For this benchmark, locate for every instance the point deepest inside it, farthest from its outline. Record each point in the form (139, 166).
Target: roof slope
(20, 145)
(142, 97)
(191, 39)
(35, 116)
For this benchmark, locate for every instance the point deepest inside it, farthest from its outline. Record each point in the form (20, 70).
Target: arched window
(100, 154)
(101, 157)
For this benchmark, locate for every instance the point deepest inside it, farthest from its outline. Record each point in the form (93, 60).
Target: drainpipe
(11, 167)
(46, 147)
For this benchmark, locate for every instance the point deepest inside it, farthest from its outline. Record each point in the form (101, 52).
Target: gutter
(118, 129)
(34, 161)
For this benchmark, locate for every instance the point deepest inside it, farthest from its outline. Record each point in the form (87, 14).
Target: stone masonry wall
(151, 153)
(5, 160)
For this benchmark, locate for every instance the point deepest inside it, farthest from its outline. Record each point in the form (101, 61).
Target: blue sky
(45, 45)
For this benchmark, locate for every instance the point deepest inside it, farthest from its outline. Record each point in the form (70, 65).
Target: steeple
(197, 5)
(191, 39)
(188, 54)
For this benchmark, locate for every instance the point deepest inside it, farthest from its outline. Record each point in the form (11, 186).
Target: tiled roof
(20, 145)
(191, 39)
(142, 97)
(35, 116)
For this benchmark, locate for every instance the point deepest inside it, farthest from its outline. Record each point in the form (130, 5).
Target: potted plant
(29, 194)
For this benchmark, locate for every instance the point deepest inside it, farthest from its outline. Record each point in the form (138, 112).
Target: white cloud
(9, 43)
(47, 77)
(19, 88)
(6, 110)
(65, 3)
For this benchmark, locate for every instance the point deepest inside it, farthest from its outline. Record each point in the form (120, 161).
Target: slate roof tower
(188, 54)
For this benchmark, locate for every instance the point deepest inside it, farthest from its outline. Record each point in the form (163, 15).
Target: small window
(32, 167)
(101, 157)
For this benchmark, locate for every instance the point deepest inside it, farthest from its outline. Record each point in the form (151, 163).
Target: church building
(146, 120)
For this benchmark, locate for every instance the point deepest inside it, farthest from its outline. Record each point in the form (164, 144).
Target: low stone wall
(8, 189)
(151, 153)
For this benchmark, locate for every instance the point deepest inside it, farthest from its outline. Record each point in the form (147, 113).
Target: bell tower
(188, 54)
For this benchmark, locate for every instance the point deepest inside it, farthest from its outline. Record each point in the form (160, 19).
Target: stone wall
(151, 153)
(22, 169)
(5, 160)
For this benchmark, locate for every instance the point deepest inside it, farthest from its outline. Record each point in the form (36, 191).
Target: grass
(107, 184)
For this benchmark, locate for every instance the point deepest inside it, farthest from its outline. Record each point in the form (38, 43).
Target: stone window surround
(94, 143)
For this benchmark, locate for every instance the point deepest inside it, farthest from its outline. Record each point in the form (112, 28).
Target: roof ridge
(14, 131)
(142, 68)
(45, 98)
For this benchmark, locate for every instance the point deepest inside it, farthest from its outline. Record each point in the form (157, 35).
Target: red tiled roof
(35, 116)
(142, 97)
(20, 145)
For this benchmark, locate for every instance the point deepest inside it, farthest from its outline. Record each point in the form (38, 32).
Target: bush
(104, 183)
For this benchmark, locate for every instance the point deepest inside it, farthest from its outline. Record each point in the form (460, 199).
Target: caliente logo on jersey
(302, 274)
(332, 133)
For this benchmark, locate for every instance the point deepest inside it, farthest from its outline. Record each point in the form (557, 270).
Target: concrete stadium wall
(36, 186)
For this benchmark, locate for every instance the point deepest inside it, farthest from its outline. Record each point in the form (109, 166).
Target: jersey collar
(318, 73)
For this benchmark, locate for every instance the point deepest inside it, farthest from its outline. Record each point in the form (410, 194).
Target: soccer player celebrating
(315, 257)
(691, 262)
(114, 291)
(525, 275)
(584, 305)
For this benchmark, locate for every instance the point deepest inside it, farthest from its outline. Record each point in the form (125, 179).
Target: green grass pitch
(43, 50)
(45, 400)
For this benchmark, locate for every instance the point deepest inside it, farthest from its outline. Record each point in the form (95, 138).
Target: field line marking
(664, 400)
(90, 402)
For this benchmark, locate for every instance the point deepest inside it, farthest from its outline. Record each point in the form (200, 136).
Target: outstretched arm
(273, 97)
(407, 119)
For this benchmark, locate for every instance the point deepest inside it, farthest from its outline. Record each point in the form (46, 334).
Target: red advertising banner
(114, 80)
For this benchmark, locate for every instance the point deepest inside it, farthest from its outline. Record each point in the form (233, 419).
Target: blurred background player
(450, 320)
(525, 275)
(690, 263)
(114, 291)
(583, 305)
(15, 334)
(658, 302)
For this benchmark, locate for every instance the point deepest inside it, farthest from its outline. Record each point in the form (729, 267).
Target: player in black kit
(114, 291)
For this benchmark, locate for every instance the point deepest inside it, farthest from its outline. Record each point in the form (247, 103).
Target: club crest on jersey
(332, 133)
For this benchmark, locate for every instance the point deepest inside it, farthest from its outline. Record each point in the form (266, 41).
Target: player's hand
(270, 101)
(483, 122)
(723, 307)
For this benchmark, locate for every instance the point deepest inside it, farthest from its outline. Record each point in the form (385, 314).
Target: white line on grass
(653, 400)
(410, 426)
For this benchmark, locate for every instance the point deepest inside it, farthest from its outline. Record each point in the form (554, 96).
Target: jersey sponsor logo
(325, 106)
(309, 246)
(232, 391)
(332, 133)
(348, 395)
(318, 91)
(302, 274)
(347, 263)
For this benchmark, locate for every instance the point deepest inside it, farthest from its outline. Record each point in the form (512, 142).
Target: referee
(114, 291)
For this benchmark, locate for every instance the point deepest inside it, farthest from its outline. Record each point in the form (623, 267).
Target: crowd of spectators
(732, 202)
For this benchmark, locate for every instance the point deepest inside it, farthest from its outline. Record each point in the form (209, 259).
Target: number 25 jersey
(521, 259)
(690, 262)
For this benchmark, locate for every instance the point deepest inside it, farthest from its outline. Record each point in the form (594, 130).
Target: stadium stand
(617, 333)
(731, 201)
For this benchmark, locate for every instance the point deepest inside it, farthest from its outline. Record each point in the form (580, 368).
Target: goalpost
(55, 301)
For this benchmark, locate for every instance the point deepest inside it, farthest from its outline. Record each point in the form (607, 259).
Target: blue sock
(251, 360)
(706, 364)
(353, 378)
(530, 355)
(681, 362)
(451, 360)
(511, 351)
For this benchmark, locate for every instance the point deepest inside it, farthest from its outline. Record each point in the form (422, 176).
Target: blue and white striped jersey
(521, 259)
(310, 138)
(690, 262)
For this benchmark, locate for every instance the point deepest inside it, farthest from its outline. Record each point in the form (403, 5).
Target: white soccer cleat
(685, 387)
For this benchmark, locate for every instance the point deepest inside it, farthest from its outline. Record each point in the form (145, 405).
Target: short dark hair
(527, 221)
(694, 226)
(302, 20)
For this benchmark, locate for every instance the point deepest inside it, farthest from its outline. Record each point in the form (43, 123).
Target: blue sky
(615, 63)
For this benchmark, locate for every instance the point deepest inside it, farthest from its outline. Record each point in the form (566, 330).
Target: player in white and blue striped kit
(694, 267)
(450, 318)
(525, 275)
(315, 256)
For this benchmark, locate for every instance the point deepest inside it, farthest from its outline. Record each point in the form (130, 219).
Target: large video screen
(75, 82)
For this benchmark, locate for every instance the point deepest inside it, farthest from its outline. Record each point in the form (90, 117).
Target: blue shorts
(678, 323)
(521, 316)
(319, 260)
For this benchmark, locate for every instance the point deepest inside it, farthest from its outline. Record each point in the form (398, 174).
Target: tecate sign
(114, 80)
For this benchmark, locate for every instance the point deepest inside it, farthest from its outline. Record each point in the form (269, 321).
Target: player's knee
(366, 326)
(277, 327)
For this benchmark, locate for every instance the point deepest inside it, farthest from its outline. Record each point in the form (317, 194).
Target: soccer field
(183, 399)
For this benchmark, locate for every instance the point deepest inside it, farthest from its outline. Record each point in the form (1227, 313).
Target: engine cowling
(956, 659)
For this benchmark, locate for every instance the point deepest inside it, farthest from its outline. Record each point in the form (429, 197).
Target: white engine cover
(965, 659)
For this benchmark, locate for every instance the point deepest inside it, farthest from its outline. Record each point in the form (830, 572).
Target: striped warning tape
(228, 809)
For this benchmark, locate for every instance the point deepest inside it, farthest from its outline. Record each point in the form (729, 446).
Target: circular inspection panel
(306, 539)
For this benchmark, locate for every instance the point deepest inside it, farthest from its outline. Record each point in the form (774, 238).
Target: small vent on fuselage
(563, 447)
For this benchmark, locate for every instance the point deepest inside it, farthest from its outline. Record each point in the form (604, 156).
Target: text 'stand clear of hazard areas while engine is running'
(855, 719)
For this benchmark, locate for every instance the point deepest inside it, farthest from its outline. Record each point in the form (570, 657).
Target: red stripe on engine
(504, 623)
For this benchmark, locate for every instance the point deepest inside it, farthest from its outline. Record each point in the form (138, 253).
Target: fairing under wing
○ ○ ○ ○
**Written problem**: From the line containing "form (90, 117)." through the final line of the listing above, retype every line exactly; leave out everything else.

**Output for this exercise**:
For this benchmark, locate for every instance the point deepest inside it, farthest from its outline. Record each point in the form (90, 117).
Target: blue shorts
(678, 323)
(521, 316)
(319, 260)
For this benchmark, locate for every instance the point deepest inside it, farthest from its outline. Record each point in the form (398, 174).
Target: tecate sign
(114, 80)
For this benchmark, locate for every instance the point deepest inside it, farthest from its outline. Record each point in the form (269, 321).
Target: player's knee
(366, 326)
(277, 327)
For this benchmark, locate for every instance the point deepest inside it, farthest from its outline. Record each point in the form (317, 194).
Target: soccer field
(183, 399)
For this benchmark, locate for every instance the point deepest inside it, farthest from its outline. Record each point in the form (1227, 313).
Target: engine cowling
(956, 659)
For this benchmark, locate for every instance the point deepest inside it, farthest from its outline. Record each point in the form (429, 197).
Target: white engine cover
(965, 659)
For this benchmark, locate for every instance the point deepest inside it, farthest from its outline. Record each point in the form (830, 572).
Target: striped warning tape
(228, 809)
For this benchmark, locate for every instance the point deepest inside it, farthest from its outline. Record each point in the form (729, 446).
Target: circular inspection panel
(306, 539)
For this benchmark, locate for every instance the point deepest inside it, farthest from its outline. Record each point in the form (774, 238).
Target: small vent on fuselage
(563, 447)
For this benchmark, locate for every instance the point deepest inside it, farthest from its outline. Record each point in the form (604, 156).
Target: text 'stand clear of hazard areas while engine is running'
(855, 719)
For this benchmark, locate for every instance the point deepest inside it, farthest from its outline. Record each point in the form (570, 657).
Target: red stripe on engine
(504, 623)
For this benchmark, locate for every instance the point deepest inside it, farthest from its outline. Record each point in the form (138, 253).
Target: fairing under wing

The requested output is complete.